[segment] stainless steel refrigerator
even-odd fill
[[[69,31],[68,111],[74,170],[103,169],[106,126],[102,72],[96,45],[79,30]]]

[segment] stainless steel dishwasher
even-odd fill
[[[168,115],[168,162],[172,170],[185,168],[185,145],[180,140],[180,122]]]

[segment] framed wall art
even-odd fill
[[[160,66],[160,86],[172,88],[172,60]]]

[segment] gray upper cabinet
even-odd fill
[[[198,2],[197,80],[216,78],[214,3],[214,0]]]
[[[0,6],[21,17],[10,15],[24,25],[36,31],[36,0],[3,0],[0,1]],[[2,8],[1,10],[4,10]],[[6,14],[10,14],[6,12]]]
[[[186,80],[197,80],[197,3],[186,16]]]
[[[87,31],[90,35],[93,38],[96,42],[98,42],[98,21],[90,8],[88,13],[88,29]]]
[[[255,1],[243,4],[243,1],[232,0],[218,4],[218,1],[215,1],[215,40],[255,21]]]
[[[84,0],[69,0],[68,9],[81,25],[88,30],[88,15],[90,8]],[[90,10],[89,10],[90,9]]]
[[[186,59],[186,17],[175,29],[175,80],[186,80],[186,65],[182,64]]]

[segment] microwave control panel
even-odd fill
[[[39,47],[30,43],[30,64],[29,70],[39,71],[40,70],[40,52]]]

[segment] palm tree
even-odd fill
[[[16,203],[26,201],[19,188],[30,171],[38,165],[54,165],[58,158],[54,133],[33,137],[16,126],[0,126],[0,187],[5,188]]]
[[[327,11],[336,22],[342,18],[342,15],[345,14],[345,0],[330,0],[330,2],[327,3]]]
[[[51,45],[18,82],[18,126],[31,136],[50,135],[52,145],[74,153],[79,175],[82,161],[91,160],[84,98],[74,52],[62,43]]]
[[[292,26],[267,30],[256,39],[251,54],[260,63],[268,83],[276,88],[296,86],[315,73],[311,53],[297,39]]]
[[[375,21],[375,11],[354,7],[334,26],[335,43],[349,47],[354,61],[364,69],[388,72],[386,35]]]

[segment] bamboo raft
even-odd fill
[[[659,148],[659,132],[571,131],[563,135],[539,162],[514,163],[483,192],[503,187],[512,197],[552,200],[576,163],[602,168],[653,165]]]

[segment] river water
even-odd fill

• [What is required]:
Please resize the entries from the first line to the line containing "[[[160,66],[160,86],[172,88],[172,60]]]", both ends included. Reproduce every line, requests too, but multiply each coordinate in the answers by 1.15 and round it to a whole number, with halves going up.

• [Worked solution]:
[segment] stainless steel refrigerator
even-odd fill
[[[79,36],[78,128],[85,196],[118,194],[122,145],[117,83],[110,52],[91,35]]]

[segment] stainless steel dishwasher
even-odd fill
[[[193,132],[193,186],[198,196],[213,193],[213,167],[207,161],[207,140]]]

[segment] framed wall art
even-odd fill
[[[184,76],[184,99],[198,101],[198,69]]]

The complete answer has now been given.